**STATED PROBLEM**
Convert the lines below into a two-column CSV with the headers entry and response, giving one row per line. Put each line's text and its answer in its own quoted field with line breaks turned into spaces, and leave out the pictures.

Stored items:
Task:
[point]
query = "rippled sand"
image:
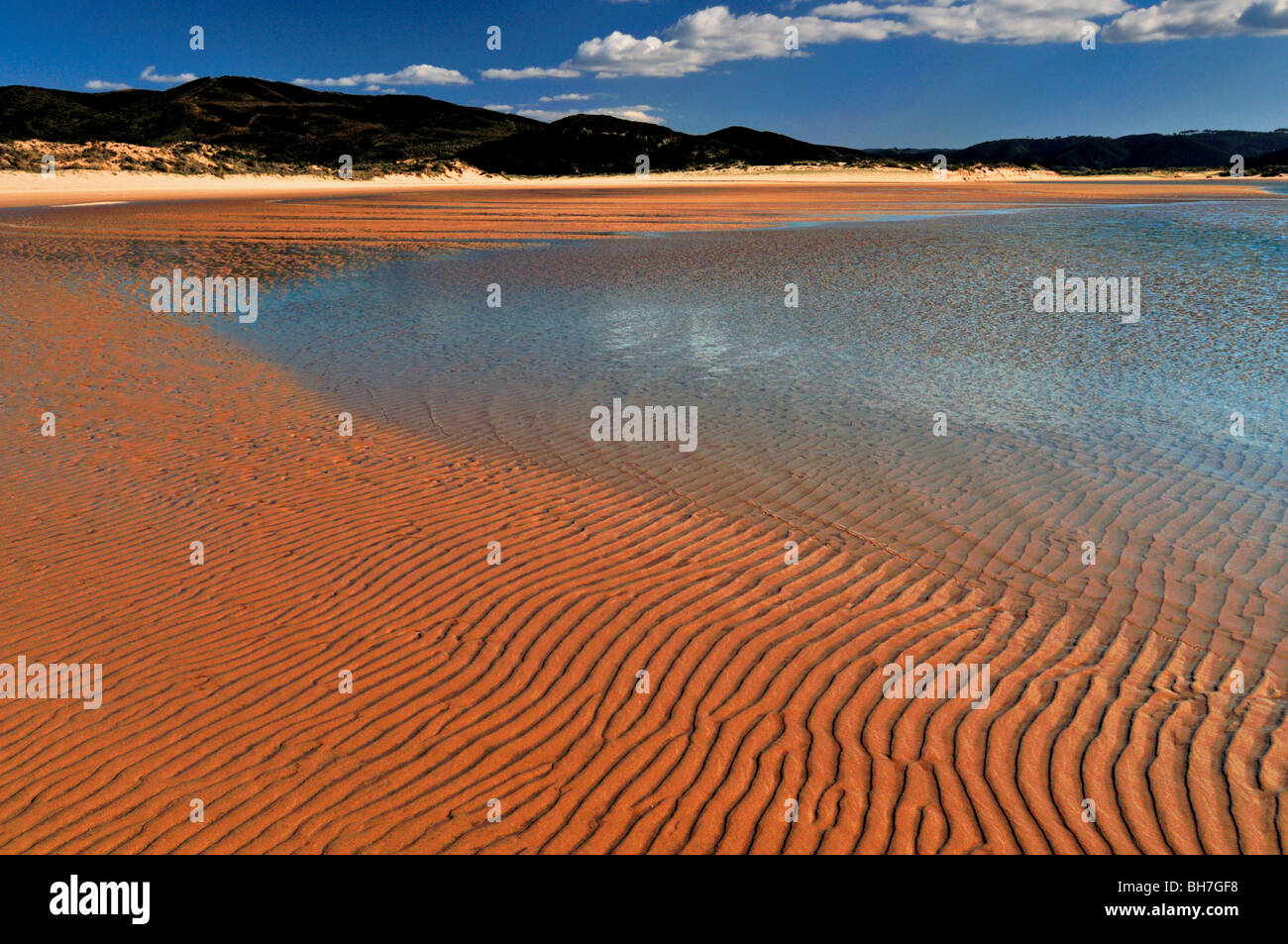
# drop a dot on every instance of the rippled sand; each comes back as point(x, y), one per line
point(518, 682)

**FINISHED TASK**
entry,response
"Task: [point] query = ""rippled sand"" image: # drop a dot on every instance of the rippled sand; each comes back as point(x, y), one per line","point(518, 682)"